> [GIVEN TASK] Turn the lines below into a JSON list of strings, one string per line, with blank lines left out. Don't include the pictures.

>> START

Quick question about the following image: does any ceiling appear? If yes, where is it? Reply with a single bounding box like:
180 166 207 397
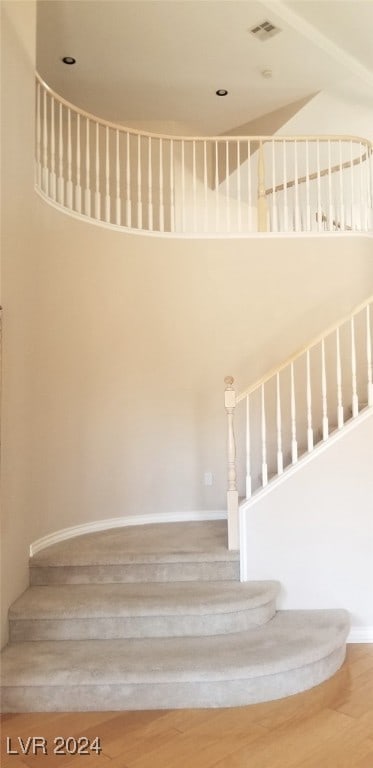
37 0 373 135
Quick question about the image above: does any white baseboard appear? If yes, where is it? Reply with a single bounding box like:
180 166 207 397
30 510 227 557
347 626 373 643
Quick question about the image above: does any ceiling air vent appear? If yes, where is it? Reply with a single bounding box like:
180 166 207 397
250 21 281 43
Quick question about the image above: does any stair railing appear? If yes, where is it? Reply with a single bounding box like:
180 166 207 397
225 296 373 549
35 75 373 236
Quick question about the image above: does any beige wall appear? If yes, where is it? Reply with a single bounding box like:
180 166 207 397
1 0 36 642
241 413 373 642
2 2 373 639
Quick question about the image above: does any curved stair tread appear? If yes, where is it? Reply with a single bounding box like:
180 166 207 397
9 581 279 621
2 609 349 688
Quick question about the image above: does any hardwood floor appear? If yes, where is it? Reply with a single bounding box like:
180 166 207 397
1 645 373 768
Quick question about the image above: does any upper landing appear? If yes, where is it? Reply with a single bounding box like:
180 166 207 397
35 76 373 237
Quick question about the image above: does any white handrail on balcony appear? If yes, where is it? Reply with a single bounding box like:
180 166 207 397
35 75 373 235
225 296 373 549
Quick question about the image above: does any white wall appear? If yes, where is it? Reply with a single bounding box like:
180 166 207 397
276 91 373 140
240 411 373 641
2 2 373 641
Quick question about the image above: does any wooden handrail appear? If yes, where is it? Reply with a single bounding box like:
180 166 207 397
236 295 373 403
265 147 372 195
35 72 373 150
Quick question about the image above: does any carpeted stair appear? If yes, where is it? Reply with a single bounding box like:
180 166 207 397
2 521 349 712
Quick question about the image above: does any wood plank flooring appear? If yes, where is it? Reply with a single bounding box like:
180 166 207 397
1 644 373 768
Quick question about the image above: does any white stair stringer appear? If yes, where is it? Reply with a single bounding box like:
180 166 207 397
239 406 373 582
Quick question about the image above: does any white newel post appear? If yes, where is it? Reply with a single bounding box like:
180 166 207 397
224 376 239 549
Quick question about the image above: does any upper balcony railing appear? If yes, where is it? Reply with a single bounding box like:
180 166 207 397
36 75 373 235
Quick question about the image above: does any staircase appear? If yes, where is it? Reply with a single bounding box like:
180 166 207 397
2 521 349 712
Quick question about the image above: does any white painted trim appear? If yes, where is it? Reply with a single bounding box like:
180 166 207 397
347 626 373 643
30 509 227 557
240 406 373 516
34 184 373 240
262 0 373 87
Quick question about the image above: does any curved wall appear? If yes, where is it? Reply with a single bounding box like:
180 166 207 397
2 2 373 638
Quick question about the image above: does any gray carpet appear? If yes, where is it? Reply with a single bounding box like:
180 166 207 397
2 521 349 712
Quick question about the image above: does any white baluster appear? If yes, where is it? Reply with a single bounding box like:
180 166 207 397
294 139 301 232
336 328 344 429
203 141 208 232
49 96 57 200
84 117 91 216
316 139 323 232
66 109 73 208
339 139 345 231
350 317 359 418
328 139 334 231
271 139 278 232
321 339 329 440
181 139 186 232
306 349 313 451
282 139 289 232
169 139 175 232
115 130 122 227
57 104 65 205
105 126 111 223
237 141 241 232
261 384 268 488
246 395 252 499
159 139 164 232
36 83 41 189
257 141 268 232
215 141 219 232
225 140 231 232
366 304 373 406
247 139 253 232
137 133 142 231
192 139 197 232
358 144 367 230
224 376 239 549
290 363 298 464
276 373 284 475
350 141 357 229
43 91 49 195
95 123 101 219
126 133 132 227
75 112 82 213
306 139 312 232
148 136 153 232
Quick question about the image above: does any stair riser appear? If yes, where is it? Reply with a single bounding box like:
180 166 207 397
30 561 240 586
10 602 275 643
2 645 346 713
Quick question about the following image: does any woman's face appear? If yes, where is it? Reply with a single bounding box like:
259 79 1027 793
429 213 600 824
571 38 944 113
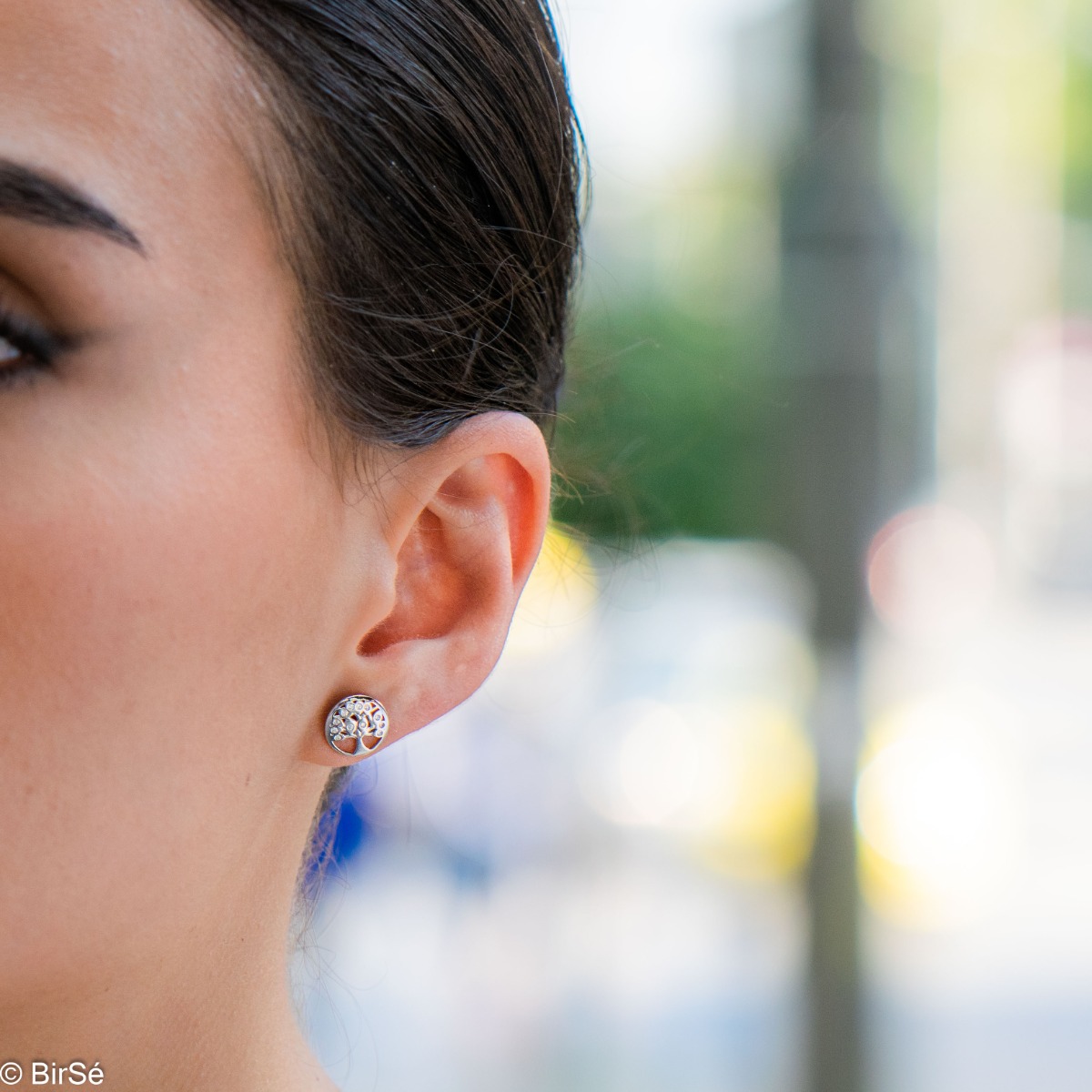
0 0 367 1003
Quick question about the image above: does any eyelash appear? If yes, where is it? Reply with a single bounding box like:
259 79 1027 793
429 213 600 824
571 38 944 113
0 306 65 387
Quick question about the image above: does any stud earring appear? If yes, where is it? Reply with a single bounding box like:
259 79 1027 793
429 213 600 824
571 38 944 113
327 693 389 758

>> END

> [COMPLETE ANSWER]
[
  "Quick question about the following image: does any ceiling appear? If yes, where is it? Reply with a single bounding box like:",
  "180 166 207 397",
  "37 0 373 135",
  "Quick question about the image above: does any white baseboard appear? If yes, where is it? Reply with a single bounding box like:",
  "180 166 207 397",
  "30 510 227 557",
  "347 626 373 643",
  "Quick question about the image above: does any ceiling air vent appear? If yes, where is it? Reply with a single bounding box like:",
  "180 166 207 397",
  "250 21 281 43",
  "Quick question about the image above: does any stair railing appear? If yes, where is it? Reply with a single bounding box like:",
  "180 166 207 397",
  "225 296 373 549",
  "35 75 373 236",
  "Quick question about the image above: does any beige wall appear? If yes, where is it? Reply with a single bounding box like:",
  "180 166 207 397",
  "1 0 36 642",
  "241 413 373 642",
  "2 2 373 639",
  "Quick question about the image above: does any curved stair tread appear? If yes, where is it? Reply with a single bounding box like:",
  "180 166 207 397",
  "9 581 279 621",
  "2 609 349 688",
  "Quick question about the image above: does any hardwood floor appear? If yes, where is it? Reply with a single bounding box like:",
  "180 166 207 397",
  "1 645 373 768",
  "Quick question about the image above: does any upper landing appear? If yes, where is it? Reply with a single bounding box like:",
  "180 166 207 397",
  "35 76 373 237",
  "Quick question about the image above: does any white handrail on balcony appear? If yes, where is it? Reply with a single bounding box like:",
  "180 166 207 397",
  "35 75 373 235",
  "225 296 373 549",
  "Quick question about the image above: does any white wall appear? If yes, where is it? Reply with a single bounding box like:",
  "180 166 207 397",
  "276 91 373 140",
  "240 411 373 641",
  "2 2 373 641",
  "Quick question about the image above: does any wooden handrail appear? If yes, where is it? Reply with a single bounding box like:",
  "180 166 207 397",
  "236 295 373 403",
  "265 147 372 195",
  "35 72 373 150",
  "Quick question about the image above: does any carpeted stair appear? If yes, where is it? Reply with a single bounding box like:",
  "180 166 207 397",
  "2 521 349 712",
  "Quick question about the image above: does any wood plank flooring appear? If yes, where is it? Reply with a single bounding box like:",
  "180 166 207 397",
  "1 644 373 768",
  "Quick question about the image above: does any white stair stringer appear? If yes, where is it? Reply with a single bounding box like:",
  "180 166 207 397",
  "239 406 373 582",
  "Quick question about the image above: does any white newel post appear? If yes, where is it? Reply with a single bounding box like:",
  "180 166 207 397",
  "224 376 239 549",
  "Quick question about the image above: does any upper balcony railing appear? If yes, where is it? Reply with a single bounding box like:",
  "180 166 207 397",
  "36 75 373 235",
  "Quick question about the image above: does any staircase appear? If yes, where is it? Reply with a single bounding box like:",
  "180 166 207 397",
  "2 521 349 712",
  "Quick question about the image above: does any white painted trim appear? If yes, where is it? Reply with a single bounding box like:",
  "180 166 207 397",
  "347 626 373 643",
  "30 509 227 557",
  "240 406 373 516",
  "34 184 373 240",
  "262 0 373 87",
  "Quick question about the image above: does any curved wall appear? If yes, where is it? Reply with a single bounding box like:",
  "180 166 207 397",
  "2 2 373 638",
  "Quick question about the image above: does any gray carpet appear? If yes, where is it? Reply with a single bounding box like:",
  "180 166 207 397",
  "2 521 349 712",
  "Quick question about the image above: does any white baluster appear? If yes, where is it? Reply with a single bounding box like:",
  "180 166 207 397",
  "294 139 301 232",
  "336 328 344 429",
  "203 141 208 232",
  "49 96 57 200",
  "84 117 91 216",
  "316 139 323 232",
  "66 109 73 208",
  "339 139 345 231",
  "350 317 359 418",
  "328 139 334 231",
  "271 139 278 232",
  "321 339 329 440",
  "181 139 186 232",
  "306 349 313 451",
  "282 139 289 232",
  "169 139 175 232",
  "115 130 122 227",
  "57 104 65 205",
  "105 126 111 223",
  "237 141 241 232",
  "261 384 268 488",
  "246 395 252 499",
  "159 139 164 232",
  "36 83 41 189",
  "257 141 268 232",
  "215 141 219 232",
  "225 140 231 232",
  "366 304 373 406",
  "247 139 253 232",
  "137 133 142 231",
  "192 139 197 232",
  "358 144 367 230",
  "224 376 239 549",
  "290 363 298 464",
  "276 373 284 475",
  "350 141 357 229",
  "43 91 49 195",
  "95 123 101 219",
  "126 133 132 227",
  "75 112 82 213",
  "306 139 312 232",
  "148 136 153 232",
  "Quick question about the image above: does any stair riser appear? If yes, where is it? Reply with a single bounding box like:",
  "180 166 207 397",
  "30 561 240 586",
  "10 602 275 643",
  "2 645 346 713",
  "Quick question about the following image: does any woman's face appear? If yes, where is it? Reply with a single bounding box like:",
  "259 79 1027 793",
  "429 213 600 824",
  "571 38 944 113",
  "0 0 367 1003",
  "Quick question about the image above: does any eyelash appear? If yes, where is it? Reply with a single bounding box like:",
  "259 79 1027 793",
  "429 213 600 824",
  "571 38 944 113",
  "0 306 65 387",
  "Quick question about the image above: does any stud earring appear? If yes, where is it? Reply with a single bounding box like:",
  "259 79 1027 793",
  "429 213 600 824",
  "571 38 944 113",
  "327 693 389 758"
]